Point annotation data:
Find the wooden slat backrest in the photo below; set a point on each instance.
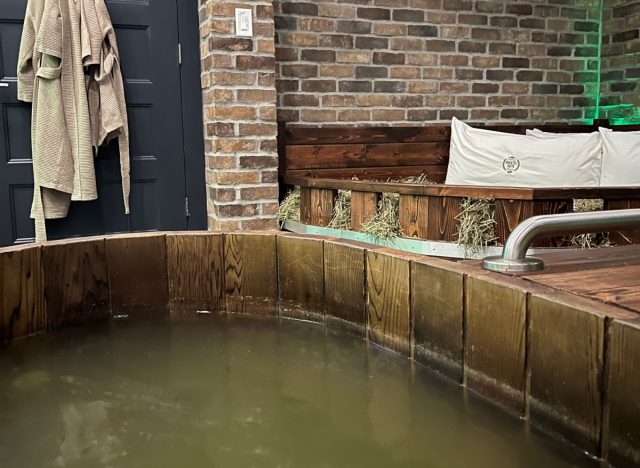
(380, 153)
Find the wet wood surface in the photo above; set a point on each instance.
(388, 300)
(610, 275)
(22, 311)
(344, 282)
(567, 336)
(195, 269)
(138, 275)
(76, 287)
(623, 389)
(437, 305)
(300, 276)
(494, 356)
(251, 281)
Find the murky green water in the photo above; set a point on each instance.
(244, 393)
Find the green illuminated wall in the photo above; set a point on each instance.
(620, 62)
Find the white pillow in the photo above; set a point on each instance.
(485, 157)
(621, 158)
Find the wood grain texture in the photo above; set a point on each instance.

● AIM OF THE TASK
Transcribe all of the data above word for word, leaving out the pictures.

● OUTPUT FOR THIS EXERCISE
Find the wooden slat backrest in the photo below; set a point on each instance.
(380, 153)
Find the wet wood surface in the photo above; set a point on each instance.
(388, 300)
(610, 275)
(22, 311)
(344, 282)
(567, 336)
(195, 269)
(138, 275)
(76, 287)
(623, 389)
(437, 305)
(300, 276)
(494, 356)
(251, 281)
Find the murky green water in the photo above; set a point on each instance.
(244, 393)
Find the green illuminated wall in the photo above; set a point on each instance.
(620, 62)
Find the white pillow in the photo above; set a point on each instance.
(485, 157)
(621, 158)
Find the wood grain texture in the photo above; set a point on each instance.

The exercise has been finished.